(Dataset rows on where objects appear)
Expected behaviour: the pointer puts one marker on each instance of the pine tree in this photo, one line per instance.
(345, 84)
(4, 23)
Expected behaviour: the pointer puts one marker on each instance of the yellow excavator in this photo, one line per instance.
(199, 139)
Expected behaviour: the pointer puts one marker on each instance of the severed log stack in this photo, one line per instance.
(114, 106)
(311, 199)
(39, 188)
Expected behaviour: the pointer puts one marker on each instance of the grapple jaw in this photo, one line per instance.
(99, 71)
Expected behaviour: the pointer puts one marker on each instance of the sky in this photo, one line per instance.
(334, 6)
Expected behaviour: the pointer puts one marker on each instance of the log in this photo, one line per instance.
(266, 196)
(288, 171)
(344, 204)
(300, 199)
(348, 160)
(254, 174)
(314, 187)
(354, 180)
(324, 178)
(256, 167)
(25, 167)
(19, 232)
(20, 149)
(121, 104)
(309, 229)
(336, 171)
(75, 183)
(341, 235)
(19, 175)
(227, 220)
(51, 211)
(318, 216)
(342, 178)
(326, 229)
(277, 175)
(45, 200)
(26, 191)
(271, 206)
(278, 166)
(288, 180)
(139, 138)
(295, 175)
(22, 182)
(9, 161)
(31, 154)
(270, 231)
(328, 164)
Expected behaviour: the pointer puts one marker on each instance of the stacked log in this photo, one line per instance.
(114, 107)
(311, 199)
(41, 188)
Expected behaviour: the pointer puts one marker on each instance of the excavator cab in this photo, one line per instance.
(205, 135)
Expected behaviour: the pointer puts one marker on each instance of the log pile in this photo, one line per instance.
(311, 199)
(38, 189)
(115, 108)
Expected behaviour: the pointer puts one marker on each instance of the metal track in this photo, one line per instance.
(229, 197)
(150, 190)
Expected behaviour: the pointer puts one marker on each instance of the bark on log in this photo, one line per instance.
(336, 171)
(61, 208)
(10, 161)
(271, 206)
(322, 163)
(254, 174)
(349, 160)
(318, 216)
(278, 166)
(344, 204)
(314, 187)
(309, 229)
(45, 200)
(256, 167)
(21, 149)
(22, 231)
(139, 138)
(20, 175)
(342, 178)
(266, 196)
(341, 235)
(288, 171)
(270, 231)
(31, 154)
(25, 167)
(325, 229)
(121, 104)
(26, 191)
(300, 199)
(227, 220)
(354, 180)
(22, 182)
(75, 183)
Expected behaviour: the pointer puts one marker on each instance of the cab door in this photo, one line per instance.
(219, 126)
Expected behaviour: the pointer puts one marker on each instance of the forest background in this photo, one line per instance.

_TASK REQUIREMENTS_.
Output every line of the listing above as a numbered list, omitting any blank lines.

_REPLY_.
1. Expected behaviour: the pointer puts one marker on each instance of the pine tree in this photo, one line per instance.
2. (345, 84)
3. (4, 23)
4. Expected behaviour: the pointer puts one marker on each instance of the yellow excavator in this photo, one line per instance.
5. (199, 139)
6. Expected behaviour: the pointer puts one marker on each instance of the severed log stack in this photo, one line per instance.
7. (114, 106)
8. (311, 199)
9. (39, 188)
10. Expected behaviour: the pointer puts one marker on each instance of the grapple jaw in this photo, one line per instance.
11. (99, 71)
12. Expected behaviour: the pointer puts one marker on each instance of the sky in this photo, one line per instance.
13. (334, 6)
14. Expected behaviour: the pointer puts one marker on each instance of the log in this photo, one line per instance.
15. (266, 196)
16. (288, 171)
17. (344, 204)
18. (300, 199)
19. (348, 160)
20. (254, 174)
21. (314, 187)
22. (354, 180)
23. (324, 178)
24. (256, 167)
25. (25, 167)
26. (19, 232)
27. (20, 149)
28. (121, 104)
29. (309, 229)
30. (336, 171)
31. (75, 183)
32. (341, 235)
33. (19, 175)
34. (227, 220)
35. (51, 211)
36. (318, 216)
37. (342, 178)
38. (326, 229)
39. (277, 175)
40. (45, 200)
41. (26, 191)
42. (271, 206)
43. (278, 166)
44. (288, 180)
45. (139, 138)
46. (295, 175)
47. (22, 182)
48. (9, 161)
49. (31, 154)
50. (270, 231)
51. (328, 164)
52. Expected behaviour: the pointer puts one marker on each instance of the stacked log in this photo, one line per instance.
53. (114, 107)
54. (311, 199)
55. (41, 188)
56. Expected behaviour: the pointer puts one marker on each instance of the excavator cab in this photo, one line per instance.
57. (205, 135)
58. Expected behaviour: the pointer puts one marker on each instance of the log pile in this photo, one line per instance.
59. (311, 199)
60. (38, 189)
61. (115, 108)
62. Expected behaviour: the pointer puts one marker on each instance of the metal track in this photo, one line per instance.
63. (229, 197)
64. (150, 190)
65. Expected behaviour: the pointer puts one marker on each instance of the bark on log in this photo, one line per instance.
66. (336, 171)
67. (61, 208)
68. (10, 161)
69. (271, 206)
70. (322, 163)
71. (254, 174)
72. (349, 160)
73. (318, 216)
74. (278, 166)
75. (344, 204)
76. (314, 187)
77. (309, 229)
78. (45, 200)
79. (256, 167)
80. (21, 149)
81. (22, 231)
82. (139, 138)
83. (20, 175)
84. (342, 178)
85. (266, 196)
86. (341, 235)
87. (288, 171)
88. (270, 231)
89. (31, 154)
90. (25, 167)
91. (325, 229)
92. (121, 104)
93. (26, 191)
94. (300, 199)
95. (227, 220)
96. (354, 180)
97. (22, 182)
98. (75, 183)
99. Expected behaviour: the pointer puts one marker on each instance of the cab door in this photo, one line per instance.
100. (219, 126)
101. Expected behaviour: the pointer puts one marker on each instance of the forest background in this photo, one line per instance.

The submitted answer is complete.